[PROVIDED TEXT]
Employment & labour minister Nomakhosazana Meth on Thursday briefed parliament on the allocation of the R4.153bn her department got from the fiscus for the 2025/26 financial year.
She told MPs during her department’s budget vote that R1.5bn had been set aside for wages.
A huge chunk of the allocation to the department, R1.738bn, was earmarked for transfers and subsidies to support partnerships with the Commission for Conciliation, Mediation and Arbitration, the National Economic Development and Labour Council, Productivity SA, and civil society actors involved in employment activation, she said.
Meth said R694.789m would be used for goods and services; and R121m for capital assets such as financing digital infrastructure upgrades and modernisation of labour centres and satellite offices.
“Major social protection interventions will be delivered through the Unemployment Insurance Fund (UIF) and Compensation Fund. In 2025/26, the UIF will manage R38.4bn, with R19.02bn for direct benefits,” Meth said.
“Over R10.98bn is allocated to labour activation programmes (LAPs), targeting 240,000 placements this year and 690,000 over the medium term, half of which are reserved for youth, women, and persons with disabilities.”
“An additional R1.4bn is allocated to the TERS [temporary employment relief] scheme to protect jobs in distressed companies, while R55m will fund the business turnaround programme to assist 80 companies and save 3,750 jobs.”
To boost efficiency, R1.13bn is committed to digital transformation, including biometric verification and integrated claims systems. “Seventeen mobile buses will extend UIF access to less serviced areas”.
“The Compensation Fund is allocated R1.6bn (pensioners and injured workers), R5bn for medical claims and R1.85bn for capacity building — supporting digitisation, medical staffing in provinces and outreach to vulnerable workers.”
National priorities
The minister hailed the budget as aligned with the national priorities outlined in the medium-term development plan 2024—29 under the government of national unity.
She said the formulation of the National Employment Policy (NEP) was at “advanced stages”.
“This policy sets out a co-ordinating framework to align various policy instruments that promote employment growth. The NEP calls for a paradigm shift towards better policy co-ordination that enhances firm productivity and job absorption capacity, supported by macroeconomic, industrial and skills development policies.”
This as the department has set itself a target of creating 2-million jobs by 2030.
“As of the first quarter of 2025, the official unemployment rate stood at 32.9%, with youth unemployment at an alarming 62.4%. These figures speak to the urgency of placing employment at the heart of national development.”
However, ActionSA MP Alan Beesley said the party rejected the budget vote.
“The expanded unemployment rate has worsened, climbing from 42.6% to 43.1%. According to the latest figures, nearly 300,000 people lost their jobs in the first quarter of 2025 alone. That means 5,000 South Africans will return home today without jobs, another 5,000 tomorrow and the same every working day that follows,” Beesley said.
“There are now 8.23-million unemployed South Africans, with an additional 3.5-million so discouraged that they’ve given up even trying to find work. That’s nearly 12-million people left without opportunity, without support and without hope.
“But these are not just statistics. These are the lived experiences of millions of South Africans — real people, suffering under a ministry that has turned its back on them.
“It is not just the absence of work — it is a suffocating darkness that consumes hope, dignity and self-worth. A darkness caused by a failing government and a failing ministry.”

[Dataset records]

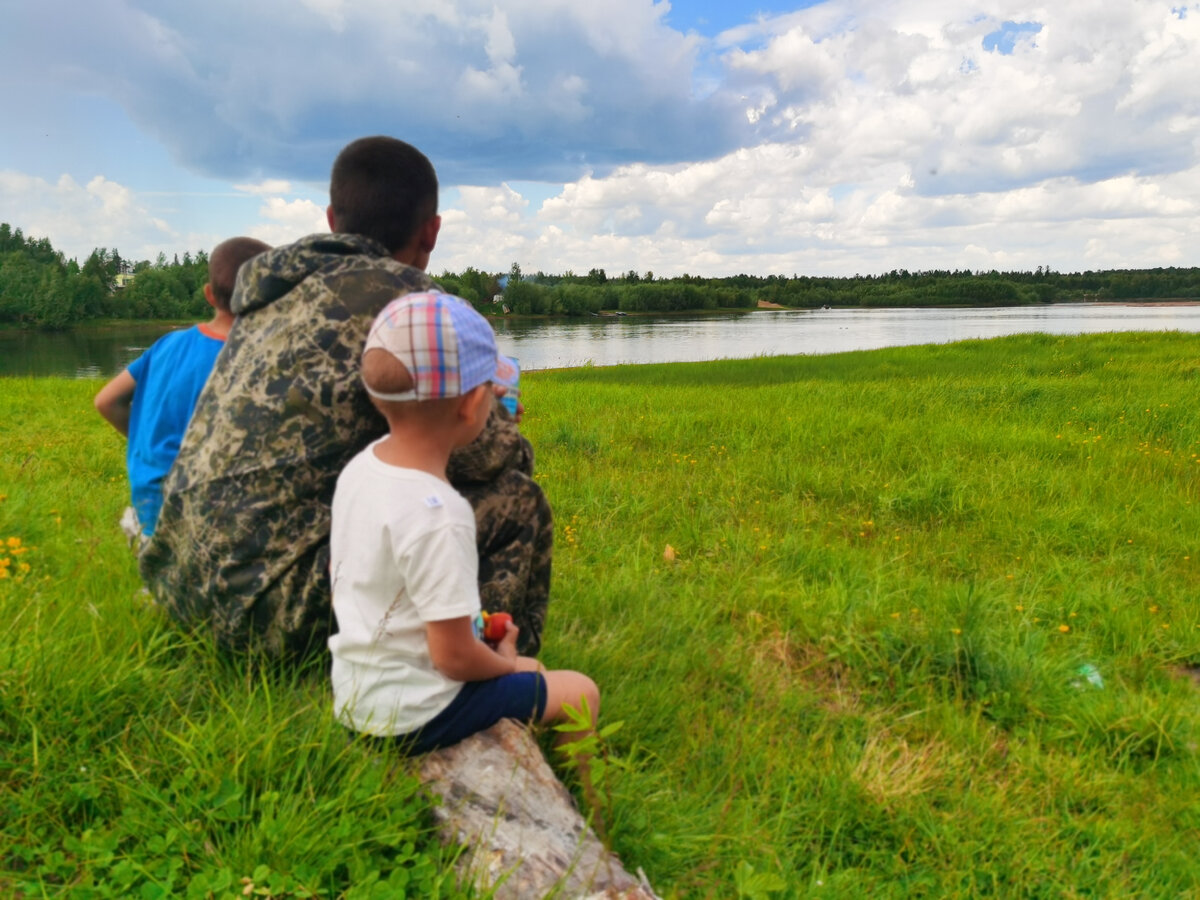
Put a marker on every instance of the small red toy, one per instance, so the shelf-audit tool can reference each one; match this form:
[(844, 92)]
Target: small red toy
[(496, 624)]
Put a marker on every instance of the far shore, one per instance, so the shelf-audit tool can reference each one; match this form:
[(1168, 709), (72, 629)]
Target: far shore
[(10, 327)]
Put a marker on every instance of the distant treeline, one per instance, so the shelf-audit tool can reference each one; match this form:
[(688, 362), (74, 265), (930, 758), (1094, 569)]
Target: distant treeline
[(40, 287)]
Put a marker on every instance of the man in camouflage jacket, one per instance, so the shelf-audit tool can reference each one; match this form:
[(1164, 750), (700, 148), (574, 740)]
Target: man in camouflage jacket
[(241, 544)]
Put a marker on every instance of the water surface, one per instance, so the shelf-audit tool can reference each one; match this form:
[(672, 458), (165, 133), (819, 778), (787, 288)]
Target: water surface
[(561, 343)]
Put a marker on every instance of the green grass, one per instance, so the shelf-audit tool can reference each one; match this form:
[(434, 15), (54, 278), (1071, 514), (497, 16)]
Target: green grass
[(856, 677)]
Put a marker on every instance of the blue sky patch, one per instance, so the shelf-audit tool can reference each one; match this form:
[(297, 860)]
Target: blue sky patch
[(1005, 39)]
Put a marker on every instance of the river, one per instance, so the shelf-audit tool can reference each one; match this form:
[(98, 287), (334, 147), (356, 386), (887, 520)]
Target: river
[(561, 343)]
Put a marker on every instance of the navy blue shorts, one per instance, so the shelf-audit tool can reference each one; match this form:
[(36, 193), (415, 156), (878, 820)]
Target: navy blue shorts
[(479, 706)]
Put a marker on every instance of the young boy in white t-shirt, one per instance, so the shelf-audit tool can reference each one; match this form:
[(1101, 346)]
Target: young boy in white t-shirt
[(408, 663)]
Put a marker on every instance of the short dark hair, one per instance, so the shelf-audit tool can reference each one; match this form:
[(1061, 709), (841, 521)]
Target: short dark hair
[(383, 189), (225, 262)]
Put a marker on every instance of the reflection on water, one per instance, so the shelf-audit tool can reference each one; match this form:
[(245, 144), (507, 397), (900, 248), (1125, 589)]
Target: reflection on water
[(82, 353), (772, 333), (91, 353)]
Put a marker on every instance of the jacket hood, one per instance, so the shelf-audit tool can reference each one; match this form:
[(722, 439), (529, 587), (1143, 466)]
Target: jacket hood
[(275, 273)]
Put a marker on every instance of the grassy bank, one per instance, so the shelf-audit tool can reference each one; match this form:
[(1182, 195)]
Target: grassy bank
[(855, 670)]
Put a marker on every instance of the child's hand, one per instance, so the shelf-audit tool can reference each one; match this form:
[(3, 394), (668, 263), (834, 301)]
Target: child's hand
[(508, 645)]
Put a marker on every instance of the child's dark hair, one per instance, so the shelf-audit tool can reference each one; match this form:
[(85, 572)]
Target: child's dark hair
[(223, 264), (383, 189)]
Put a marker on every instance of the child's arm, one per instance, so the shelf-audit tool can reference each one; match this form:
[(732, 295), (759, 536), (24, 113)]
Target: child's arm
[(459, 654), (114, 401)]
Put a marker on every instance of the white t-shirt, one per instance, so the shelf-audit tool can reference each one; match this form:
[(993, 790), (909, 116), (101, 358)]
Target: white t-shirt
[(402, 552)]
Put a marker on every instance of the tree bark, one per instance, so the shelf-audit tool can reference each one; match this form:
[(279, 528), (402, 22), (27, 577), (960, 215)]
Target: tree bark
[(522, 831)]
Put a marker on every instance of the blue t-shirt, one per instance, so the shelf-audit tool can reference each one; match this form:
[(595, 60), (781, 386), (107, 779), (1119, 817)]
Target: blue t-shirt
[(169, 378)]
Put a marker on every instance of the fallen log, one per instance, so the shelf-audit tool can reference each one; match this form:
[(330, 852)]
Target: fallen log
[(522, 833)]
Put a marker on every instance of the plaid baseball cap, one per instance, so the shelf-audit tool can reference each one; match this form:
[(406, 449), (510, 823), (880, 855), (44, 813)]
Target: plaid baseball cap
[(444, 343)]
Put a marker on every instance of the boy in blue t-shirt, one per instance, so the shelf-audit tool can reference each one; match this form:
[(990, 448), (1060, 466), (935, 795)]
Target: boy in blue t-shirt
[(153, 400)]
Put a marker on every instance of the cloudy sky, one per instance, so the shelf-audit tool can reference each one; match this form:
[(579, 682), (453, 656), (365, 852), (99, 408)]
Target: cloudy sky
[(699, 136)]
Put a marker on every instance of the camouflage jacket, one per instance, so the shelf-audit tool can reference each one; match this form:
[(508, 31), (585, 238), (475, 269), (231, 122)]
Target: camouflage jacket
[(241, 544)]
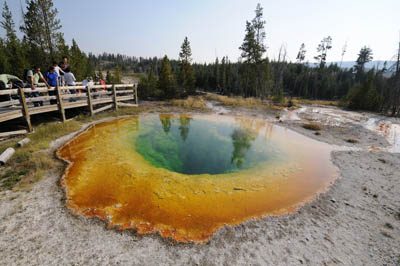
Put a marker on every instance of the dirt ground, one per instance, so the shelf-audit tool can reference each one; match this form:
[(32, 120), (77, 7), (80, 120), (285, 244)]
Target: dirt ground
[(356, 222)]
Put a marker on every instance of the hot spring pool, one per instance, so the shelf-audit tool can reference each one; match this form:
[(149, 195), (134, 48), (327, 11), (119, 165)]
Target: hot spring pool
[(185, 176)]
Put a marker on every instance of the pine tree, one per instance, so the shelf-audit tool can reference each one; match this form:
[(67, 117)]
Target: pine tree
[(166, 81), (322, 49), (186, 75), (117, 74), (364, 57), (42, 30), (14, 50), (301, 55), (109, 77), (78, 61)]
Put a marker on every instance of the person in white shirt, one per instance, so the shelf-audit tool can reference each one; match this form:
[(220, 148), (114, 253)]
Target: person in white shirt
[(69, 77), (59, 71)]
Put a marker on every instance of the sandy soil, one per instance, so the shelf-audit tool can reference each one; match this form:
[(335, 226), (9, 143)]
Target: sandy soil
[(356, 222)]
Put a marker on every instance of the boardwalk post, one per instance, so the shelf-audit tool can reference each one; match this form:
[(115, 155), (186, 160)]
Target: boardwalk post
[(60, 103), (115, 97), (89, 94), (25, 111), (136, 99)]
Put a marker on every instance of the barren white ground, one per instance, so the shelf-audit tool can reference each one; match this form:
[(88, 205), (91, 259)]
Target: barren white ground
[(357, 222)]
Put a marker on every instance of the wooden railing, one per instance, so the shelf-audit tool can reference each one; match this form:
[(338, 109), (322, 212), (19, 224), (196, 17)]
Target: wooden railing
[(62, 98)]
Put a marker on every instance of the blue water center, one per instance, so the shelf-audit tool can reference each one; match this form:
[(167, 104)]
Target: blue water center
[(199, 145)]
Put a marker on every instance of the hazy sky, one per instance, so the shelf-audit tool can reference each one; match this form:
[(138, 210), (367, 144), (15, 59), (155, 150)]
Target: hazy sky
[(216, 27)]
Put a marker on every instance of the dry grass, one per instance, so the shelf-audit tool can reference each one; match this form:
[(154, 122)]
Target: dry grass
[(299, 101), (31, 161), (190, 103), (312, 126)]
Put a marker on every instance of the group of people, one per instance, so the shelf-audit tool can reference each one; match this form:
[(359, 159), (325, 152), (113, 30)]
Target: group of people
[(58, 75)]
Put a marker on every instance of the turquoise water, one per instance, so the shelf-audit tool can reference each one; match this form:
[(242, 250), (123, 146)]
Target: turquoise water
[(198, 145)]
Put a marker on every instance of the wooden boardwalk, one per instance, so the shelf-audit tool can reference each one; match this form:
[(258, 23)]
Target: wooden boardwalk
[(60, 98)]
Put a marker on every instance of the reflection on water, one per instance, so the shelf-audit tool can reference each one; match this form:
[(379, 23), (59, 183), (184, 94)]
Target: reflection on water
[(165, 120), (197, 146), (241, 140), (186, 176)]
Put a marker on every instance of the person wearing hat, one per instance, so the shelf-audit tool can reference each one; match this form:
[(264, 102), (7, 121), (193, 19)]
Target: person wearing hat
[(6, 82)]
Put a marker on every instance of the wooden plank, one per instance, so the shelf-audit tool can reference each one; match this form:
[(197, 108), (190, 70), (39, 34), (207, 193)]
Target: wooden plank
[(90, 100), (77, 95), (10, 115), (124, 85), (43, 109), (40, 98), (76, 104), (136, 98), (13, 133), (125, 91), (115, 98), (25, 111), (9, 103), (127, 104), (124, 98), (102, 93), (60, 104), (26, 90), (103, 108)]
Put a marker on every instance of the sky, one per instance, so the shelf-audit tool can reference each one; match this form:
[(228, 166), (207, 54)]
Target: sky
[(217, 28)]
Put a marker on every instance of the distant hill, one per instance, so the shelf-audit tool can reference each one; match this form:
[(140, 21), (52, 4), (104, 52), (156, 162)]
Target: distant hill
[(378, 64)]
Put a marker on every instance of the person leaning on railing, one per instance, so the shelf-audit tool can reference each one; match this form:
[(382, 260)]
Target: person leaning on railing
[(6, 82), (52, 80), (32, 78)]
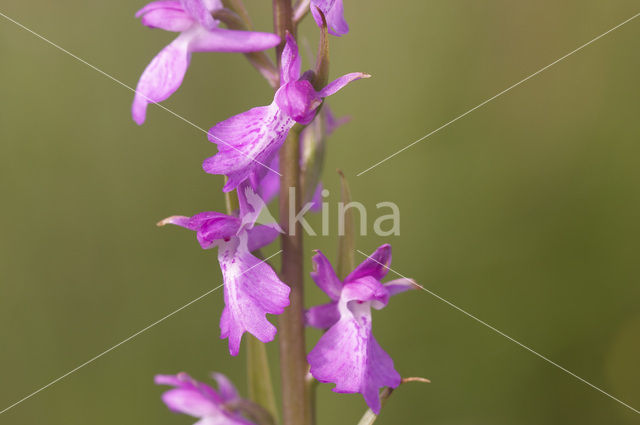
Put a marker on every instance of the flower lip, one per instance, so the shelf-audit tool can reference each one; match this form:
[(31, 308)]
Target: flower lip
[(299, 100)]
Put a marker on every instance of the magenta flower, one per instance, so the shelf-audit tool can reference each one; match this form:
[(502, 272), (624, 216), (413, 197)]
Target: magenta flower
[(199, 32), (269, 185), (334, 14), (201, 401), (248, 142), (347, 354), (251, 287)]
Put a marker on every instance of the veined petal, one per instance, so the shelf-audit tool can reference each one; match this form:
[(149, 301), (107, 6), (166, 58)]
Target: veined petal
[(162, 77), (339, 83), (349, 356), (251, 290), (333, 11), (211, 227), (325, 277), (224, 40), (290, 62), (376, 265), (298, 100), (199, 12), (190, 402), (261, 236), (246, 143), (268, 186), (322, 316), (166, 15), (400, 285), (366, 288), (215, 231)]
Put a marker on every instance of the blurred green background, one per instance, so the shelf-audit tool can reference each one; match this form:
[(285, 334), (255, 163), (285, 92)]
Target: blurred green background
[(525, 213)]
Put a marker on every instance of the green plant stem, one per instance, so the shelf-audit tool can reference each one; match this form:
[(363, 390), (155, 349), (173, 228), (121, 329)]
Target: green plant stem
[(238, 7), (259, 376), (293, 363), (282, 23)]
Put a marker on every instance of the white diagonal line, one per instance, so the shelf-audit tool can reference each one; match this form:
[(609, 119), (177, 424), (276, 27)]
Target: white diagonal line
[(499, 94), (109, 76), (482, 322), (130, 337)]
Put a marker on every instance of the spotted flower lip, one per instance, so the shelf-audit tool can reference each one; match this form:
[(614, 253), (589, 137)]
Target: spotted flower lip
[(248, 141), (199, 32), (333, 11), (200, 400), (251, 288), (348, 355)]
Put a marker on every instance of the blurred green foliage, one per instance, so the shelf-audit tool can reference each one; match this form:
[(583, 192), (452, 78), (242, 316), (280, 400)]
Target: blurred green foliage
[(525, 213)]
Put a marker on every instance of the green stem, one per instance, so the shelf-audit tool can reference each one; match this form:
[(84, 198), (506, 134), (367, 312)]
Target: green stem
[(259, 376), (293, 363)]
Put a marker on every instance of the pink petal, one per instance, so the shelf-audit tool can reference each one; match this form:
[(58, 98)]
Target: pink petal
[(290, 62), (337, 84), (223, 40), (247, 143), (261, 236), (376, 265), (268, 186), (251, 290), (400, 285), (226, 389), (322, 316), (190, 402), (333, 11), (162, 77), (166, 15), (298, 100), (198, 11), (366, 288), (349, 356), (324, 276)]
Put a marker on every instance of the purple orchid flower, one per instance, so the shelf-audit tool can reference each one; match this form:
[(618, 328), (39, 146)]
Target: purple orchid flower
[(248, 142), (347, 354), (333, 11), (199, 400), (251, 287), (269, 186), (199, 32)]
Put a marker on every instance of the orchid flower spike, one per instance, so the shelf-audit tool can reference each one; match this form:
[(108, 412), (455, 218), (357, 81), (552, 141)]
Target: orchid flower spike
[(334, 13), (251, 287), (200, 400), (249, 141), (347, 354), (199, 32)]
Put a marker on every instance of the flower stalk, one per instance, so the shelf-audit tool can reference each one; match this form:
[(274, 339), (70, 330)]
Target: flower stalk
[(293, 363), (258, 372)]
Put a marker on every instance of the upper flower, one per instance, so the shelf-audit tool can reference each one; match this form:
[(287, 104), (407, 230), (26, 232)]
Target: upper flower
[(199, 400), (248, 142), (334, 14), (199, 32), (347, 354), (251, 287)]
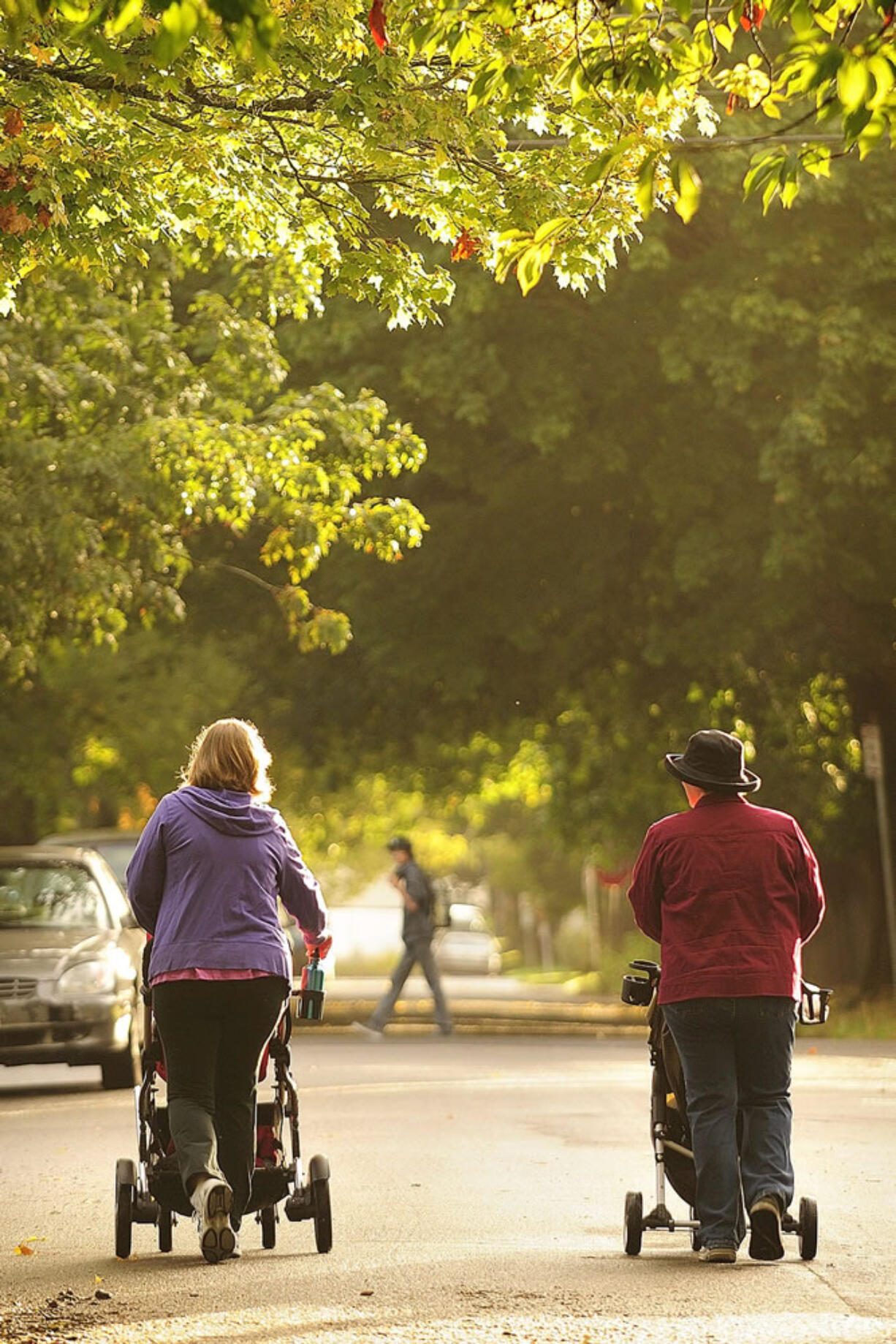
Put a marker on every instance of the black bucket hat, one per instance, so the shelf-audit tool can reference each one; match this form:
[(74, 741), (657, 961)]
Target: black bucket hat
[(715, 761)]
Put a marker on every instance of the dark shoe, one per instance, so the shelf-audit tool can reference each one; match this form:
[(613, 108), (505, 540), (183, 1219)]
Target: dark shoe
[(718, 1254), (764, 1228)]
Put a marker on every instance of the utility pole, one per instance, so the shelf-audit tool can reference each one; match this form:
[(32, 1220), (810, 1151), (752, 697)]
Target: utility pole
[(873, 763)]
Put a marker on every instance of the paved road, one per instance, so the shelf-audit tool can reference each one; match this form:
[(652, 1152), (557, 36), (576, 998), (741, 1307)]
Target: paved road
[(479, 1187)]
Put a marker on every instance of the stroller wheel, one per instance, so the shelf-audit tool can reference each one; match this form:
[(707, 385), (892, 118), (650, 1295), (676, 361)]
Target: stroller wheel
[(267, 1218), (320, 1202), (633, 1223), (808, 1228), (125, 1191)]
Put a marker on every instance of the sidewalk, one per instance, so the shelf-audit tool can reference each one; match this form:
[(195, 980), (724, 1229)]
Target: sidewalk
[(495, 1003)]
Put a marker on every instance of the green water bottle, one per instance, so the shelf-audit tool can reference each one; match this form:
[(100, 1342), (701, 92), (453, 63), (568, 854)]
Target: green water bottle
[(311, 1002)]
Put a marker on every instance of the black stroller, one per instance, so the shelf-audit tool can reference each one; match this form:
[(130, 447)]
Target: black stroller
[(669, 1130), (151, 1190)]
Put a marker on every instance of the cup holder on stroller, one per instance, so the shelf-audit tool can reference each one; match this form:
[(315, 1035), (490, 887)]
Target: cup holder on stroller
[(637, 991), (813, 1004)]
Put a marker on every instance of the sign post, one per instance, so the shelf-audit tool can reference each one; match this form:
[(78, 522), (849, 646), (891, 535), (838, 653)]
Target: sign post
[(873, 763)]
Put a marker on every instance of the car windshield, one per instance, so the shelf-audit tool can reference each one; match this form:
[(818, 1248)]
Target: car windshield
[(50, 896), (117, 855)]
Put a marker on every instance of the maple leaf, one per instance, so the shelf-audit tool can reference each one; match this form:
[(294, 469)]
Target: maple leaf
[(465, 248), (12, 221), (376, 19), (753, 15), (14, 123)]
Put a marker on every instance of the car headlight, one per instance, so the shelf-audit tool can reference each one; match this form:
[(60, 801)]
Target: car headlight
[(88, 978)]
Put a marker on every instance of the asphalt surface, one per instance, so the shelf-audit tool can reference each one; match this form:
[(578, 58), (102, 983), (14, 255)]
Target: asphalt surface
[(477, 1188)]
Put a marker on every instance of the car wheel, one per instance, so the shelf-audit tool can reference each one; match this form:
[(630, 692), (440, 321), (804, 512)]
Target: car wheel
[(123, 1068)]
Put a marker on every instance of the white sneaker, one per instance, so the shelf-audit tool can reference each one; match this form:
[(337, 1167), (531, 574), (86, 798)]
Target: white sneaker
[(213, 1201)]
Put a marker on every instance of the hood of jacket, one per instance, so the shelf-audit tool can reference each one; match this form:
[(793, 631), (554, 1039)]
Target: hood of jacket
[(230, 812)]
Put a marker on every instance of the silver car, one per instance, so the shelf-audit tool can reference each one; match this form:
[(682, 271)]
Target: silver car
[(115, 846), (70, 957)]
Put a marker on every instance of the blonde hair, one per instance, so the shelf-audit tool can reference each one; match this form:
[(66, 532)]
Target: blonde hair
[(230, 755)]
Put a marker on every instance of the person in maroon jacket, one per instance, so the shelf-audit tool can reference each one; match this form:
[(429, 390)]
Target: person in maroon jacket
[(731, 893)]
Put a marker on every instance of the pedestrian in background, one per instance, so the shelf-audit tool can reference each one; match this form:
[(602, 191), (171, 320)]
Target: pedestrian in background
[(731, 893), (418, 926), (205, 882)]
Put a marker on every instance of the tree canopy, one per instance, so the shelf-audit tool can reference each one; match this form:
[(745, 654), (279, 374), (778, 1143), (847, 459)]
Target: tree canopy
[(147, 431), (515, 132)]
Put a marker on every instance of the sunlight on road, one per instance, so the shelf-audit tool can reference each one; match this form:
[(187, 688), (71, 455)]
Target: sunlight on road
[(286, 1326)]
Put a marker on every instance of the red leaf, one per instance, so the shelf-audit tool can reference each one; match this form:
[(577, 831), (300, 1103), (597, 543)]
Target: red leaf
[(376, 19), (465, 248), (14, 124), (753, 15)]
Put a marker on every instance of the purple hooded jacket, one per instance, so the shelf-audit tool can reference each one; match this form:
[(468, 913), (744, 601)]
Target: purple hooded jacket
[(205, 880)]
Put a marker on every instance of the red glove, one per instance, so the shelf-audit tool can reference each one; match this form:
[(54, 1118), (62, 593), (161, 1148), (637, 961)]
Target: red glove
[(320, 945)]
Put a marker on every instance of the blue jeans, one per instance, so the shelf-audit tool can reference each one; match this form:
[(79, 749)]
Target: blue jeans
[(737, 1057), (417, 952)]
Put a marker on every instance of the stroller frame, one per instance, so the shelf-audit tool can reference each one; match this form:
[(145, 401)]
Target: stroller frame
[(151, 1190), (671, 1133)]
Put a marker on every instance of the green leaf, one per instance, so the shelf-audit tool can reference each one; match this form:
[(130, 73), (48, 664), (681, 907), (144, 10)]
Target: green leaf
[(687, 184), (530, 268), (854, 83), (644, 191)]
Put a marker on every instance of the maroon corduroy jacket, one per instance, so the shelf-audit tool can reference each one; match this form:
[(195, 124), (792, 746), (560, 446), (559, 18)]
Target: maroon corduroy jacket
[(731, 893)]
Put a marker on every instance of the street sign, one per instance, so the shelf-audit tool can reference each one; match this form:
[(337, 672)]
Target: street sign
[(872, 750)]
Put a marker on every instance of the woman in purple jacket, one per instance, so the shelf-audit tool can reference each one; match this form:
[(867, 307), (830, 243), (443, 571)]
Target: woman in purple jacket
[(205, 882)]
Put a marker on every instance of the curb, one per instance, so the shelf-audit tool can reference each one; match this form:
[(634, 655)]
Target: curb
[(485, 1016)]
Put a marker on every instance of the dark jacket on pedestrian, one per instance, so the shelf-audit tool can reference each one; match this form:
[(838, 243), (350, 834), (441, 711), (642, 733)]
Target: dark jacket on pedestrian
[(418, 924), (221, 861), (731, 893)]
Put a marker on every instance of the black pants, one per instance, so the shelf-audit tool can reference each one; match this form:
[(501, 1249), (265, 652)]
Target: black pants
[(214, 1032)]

[WHAT YOU WILL DO]
• a. In the budget article, how much was set aside for wages?
• b. Copy out word for word everything in the budget article from "She said the" down to "the budget vote.".
Rely only on the article to complete this work.

[ANSWERS TO THIS EXERCISE]
• a. R1.5bn

• b.
She said the formulation of the National Employment Policy (NEP) was at “advanced stages”.
“This policy sets out a co-ordinating framework to align various policy instruments that promote employment growth. The NEP calls for a paradigm shift towards better policy co-ordination that enhances firm productivity and job absorption capacity, supported by macroeconomic, industrial and skills development policies.”
This as the department has set itself a target of creating 2-million jobs by 2030.
“As of the first quarter of 2025, the official unemployment rate stood at 32.9%, with youth unemployment at an alarming 62.4%. These figures speak to the urgency of placing employment at the heart of national development.”
However, ActionSA MP Alan Beesley said the party rejected the budget vote.